_WORK TO BE COMPLETED_. Keep every word of the listing and drop the images when you write it out.

_DATA PROVIDED_.
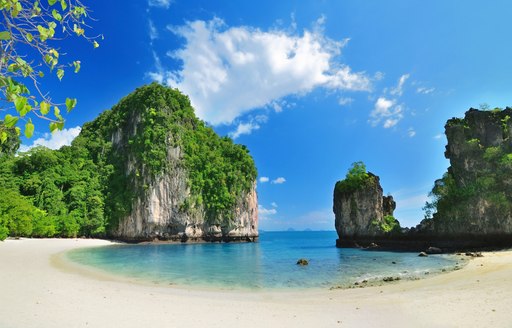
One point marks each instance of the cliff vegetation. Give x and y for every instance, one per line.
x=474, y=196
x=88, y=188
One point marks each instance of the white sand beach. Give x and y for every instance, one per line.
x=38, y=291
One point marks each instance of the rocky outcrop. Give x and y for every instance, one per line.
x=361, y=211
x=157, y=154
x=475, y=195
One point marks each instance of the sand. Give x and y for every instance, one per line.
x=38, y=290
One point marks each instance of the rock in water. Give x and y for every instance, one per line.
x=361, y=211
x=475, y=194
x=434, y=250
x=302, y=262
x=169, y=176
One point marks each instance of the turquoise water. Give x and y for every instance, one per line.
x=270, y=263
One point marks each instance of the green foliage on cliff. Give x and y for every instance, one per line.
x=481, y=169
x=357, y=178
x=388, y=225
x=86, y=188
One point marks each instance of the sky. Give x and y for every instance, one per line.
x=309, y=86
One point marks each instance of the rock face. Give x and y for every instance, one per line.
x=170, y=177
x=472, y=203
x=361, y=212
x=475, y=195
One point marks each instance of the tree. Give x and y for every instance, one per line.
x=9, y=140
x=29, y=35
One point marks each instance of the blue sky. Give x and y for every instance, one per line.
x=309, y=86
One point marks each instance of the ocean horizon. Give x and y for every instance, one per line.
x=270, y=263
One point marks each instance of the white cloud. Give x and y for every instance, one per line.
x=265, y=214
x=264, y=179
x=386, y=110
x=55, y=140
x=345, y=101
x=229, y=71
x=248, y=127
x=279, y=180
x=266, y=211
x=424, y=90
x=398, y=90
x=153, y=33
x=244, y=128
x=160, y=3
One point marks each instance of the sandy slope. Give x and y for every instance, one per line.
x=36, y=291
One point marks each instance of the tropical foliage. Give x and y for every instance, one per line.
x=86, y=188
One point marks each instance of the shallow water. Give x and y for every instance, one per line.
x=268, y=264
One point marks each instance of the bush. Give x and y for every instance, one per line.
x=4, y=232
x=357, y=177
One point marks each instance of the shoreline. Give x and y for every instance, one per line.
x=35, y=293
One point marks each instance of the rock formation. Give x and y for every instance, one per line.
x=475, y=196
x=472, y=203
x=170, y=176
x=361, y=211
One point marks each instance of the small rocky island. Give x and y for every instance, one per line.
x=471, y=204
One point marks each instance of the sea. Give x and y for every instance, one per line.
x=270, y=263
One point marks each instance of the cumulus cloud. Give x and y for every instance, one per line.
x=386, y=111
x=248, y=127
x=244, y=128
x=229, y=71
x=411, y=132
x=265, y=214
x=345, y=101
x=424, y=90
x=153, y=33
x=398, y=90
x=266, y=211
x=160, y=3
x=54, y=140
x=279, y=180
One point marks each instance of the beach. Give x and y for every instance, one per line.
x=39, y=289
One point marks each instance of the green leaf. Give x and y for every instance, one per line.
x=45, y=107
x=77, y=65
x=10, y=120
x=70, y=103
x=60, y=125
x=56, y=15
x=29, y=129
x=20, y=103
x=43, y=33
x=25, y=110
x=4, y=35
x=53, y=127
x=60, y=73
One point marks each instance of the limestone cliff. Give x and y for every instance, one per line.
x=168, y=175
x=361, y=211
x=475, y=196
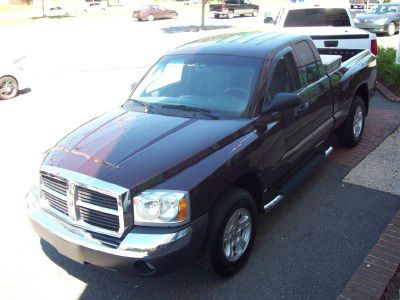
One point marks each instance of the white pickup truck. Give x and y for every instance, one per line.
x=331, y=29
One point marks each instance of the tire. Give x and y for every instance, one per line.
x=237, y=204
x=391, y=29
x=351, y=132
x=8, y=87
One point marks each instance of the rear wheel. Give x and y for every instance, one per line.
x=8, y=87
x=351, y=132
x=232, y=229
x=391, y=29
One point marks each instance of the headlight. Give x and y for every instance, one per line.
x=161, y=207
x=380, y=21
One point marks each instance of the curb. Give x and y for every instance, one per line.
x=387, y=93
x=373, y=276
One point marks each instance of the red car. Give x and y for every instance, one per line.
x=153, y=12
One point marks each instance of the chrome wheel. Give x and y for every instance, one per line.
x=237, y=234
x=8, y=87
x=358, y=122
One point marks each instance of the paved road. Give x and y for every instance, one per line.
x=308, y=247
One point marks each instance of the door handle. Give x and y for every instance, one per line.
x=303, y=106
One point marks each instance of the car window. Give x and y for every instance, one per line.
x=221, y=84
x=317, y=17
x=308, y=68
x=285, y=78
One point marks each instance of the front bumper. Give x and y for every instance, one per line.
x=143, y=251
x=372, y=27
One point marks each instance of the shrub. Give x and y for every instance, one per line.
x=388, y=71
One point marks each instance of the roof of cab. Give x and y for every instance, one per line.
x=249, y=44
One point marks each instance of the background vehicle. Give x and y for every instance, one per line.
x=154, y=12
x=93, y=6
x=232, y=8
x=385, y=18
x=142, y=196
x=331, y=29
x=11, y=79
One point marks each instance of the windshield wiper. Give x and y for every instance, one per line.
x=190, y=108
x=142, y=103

_SOLUTION_.
One point marks each instance of the cliff vegetation. Give x and y for every instance, one per line.
x=474, y=196
x=88, y=188
One point marks each instance of the white sand beach. Give x and y for every instance, one per line.
x=38, y=291
One point marks each instance of the rocky outcrop. Give x and y for every instance, one per line.
x=361, y=211
x=157, y=154
x=475, y=195
One point marks each instance of the sand. Give x and y for every instance, one per line.
x=38, y=290
One point marks each instance of the rock in water. Give x and y for every instance, one per line.
x=361, y=211
x=475, y=194
x=434, y=250
x=302, y=262
x=169, y=176
One point marks each instance of the turquoise water. Give x and y for every instance, one per line.
x=270, y=263
One point marks each instance of the green foliage on cliff. Give x and y for every instance, one per line.
x=481, y=169
x=357, y=178
x=388, y=225
x=86, y=188
One point marks each instance of the sky. Give x and y for every instance, one per line.
x=309, y=86
One point marks each instance of the rock face. Give x and y for every instance, one per line.
x=170, y=177
x=472, y=203
x=361, y=212
x=475, y=195
One point marks each instance of the tree. Give x and y for every instance, one per line.
x=9, y=140
x=29, y=35
One point marks each instance of the blue sky. Give x and y for every instance, one per line.
x=309, y=86
One point marks each instance of the ocean horizon. Give x and y for every instance, one per line.
x=270, y=263
One point marks each instance of the white cloud. Give x and y for every instance, one per line.
x=265, y=214
x=264, y=179
x=386, y=110
x=55, y=140
x=345, y=101
x=229, y=71
x=248, y=127
x=279, y=180
x=266, y=211
x=424, y=90
x=398, y=90
x=153, y=33
x=244, y=128
x=160, y=3
One point marks each instance of the sandy slope. Give x and y for every instance, one per line.
x=36, y=291
One point marks each instance of the tropical foliage. Give x and y for every instance, one per line.
x=86, y=188
One point marks each instance of the shallow water. Give x and y for every instance, one per line.
x=268, y=264
One point marks each instance of the bush. Give x and y for every instance, one per line.
x=4, y=232
x=357, y=177
One point marks each instance of the shoreline. Give x and y for every instance, one per line.
x=35, y=293
One point marks each instance of the rock formation. Give x and y for every instance, one per line.
x=475, y=196
x=472, y=203
x=170, y=176
x=361, y=211
One point marks each instance of the small rocky island. Give x and y for every instance, one per line.
x=471, y=204
One point marks each instance of the sea. Give x and y for every instance, one per line.
x=270, y=263
One point marks each instance of the cumulus cloud. Give x and y for every instance, one per line.
x=386, y=111
x=248, y=127
x=244, y=128
x=229, y=71
x=411, y=132
x=265, y=214
x=345, y=101
x=424, y=90
x=153, y=33
x=398, y=90
x=266, y=211
x=160, y=3
x=54, y=140
x=279, y=180
One point marks each instance of the beach. Give x and y for every instance, one per line.
x=39, y=289
One point marks each instance of the green leaf. Give x and y for every instance, one per line.
x=45, y=107
x=77, y=65
x=10, y=120
x=70, y=103
x=60, y=125
x=56, y=15
x=29, y=129
x=20, y=103
x=43, y=33
x=25, y=110
x=4, y=35
x=53, y=127
x=60, y=73
One point marks each instance of the limestone cliff. Give x and y for every instance, one per line.
x=168, y=175
x=361, y=211
x=475, y=196
One point marks each instance of the white pickup truck. Give x and y for every instance, one per line.
x=331, y=29
One point marks each instance of the tire. Give x and y for every instance, one per line.
x=237, y=204
x=391, y=29
x=351, y=132
x=8, y=87
One point marks each instance of the rear wheel. Give x and y for every instance, one per line.
x=8, y=87
x=351, y=132
x=232, y=229
x=391, y=29
One point marks each instance of the headlight. Give x and y for every instance, one per line.
x=161, y=207
x=380, y=21
One point marks each instance of the curb. Give x and y for every instance, one per line.
x=387, y=93
x=373, y=276
One point marks each instance of the red car. Give x and y for every instance, one per line.
x=153, y=12
One point marks each instance of the chrome wheel. Give x and y for every instance, one per line.
x=237, y=234
x=8, y=87
x=358, y=122
One point marks each instance of the paved road. Give x and y for every instance, one per line.
x=308, y=247
One point marks each instance of the door handle. Give x and y for every instance, one per line.
x=303, y=106
One point marks each instance of the car window. Give x and y for every instance, one per line.
x=221, y=84
x=317, y=17
x=308, y=68
x=285, y=78
One point marks each instance of the front bumper. Give x and y for every instance, one per line.
x=143, y=251
x=372, y=27
One point marks each instance of the shrub. Give x and y for every instance, one per line.
x=388, y=71
One point marks each instance of the roof of cab. Give x and y for every instance, one per line.
x=249, y=44
One point marks each instance of the background vehicle. Give x and y for every instance, one per line.
x=154, y=12
x=93, y=6
x=232, y=8
x=385, y=18
x=142, y=196
x=331, y=29
x=11, y=79
One point marks each instance of the windshield wiper. Give x and y for every instance, one per line.
x=190, y=108
x=142, y=103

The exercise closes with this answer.